#### WORK INSTRUCTIONS
Could you edit the material below so that "white hair" reads "gray hair", with every other line left unchanged and the pictures left out of your reply?

#### RECORD EXCERPTS
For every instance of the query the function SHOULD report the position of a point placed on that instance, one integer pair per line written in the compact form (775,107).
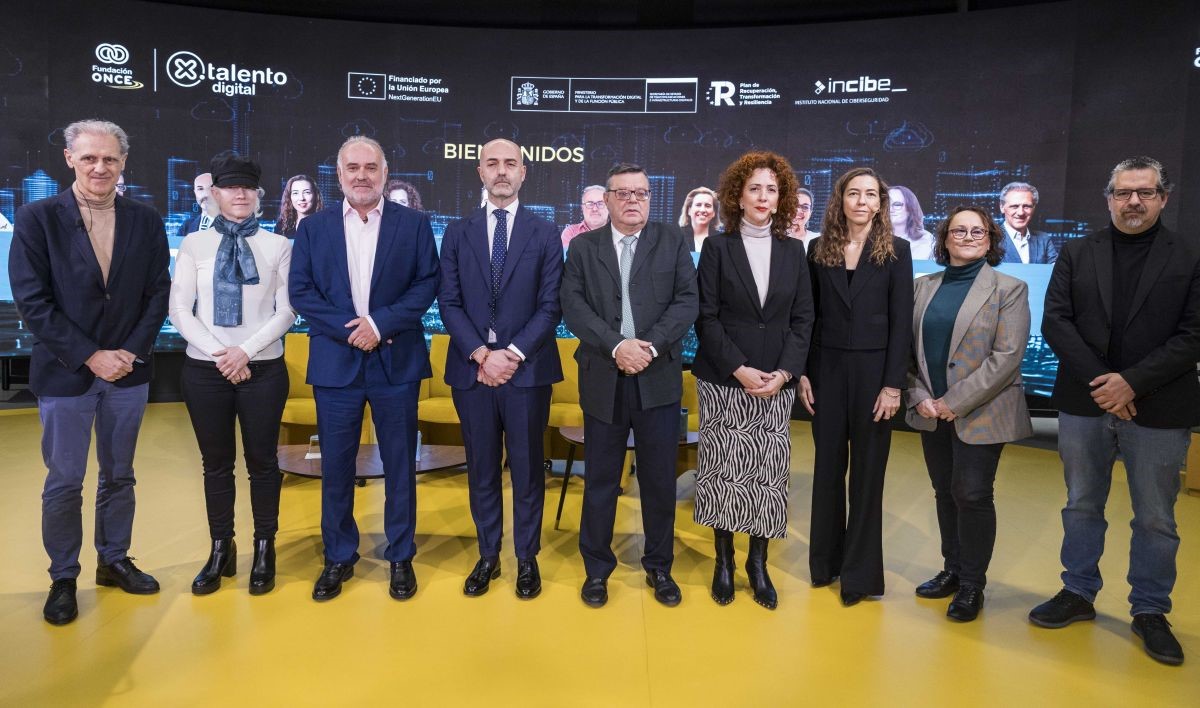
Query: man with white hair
(595,214)
(89,276)
(364,271)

#### COMPLETED TASK
For every instance of the query the function SHOULD report the position of a point placed on that instance, one integer pair per line written in the compact form (775,107).
Query: man with gray hair
(595,214)
(89,276)
(364,271)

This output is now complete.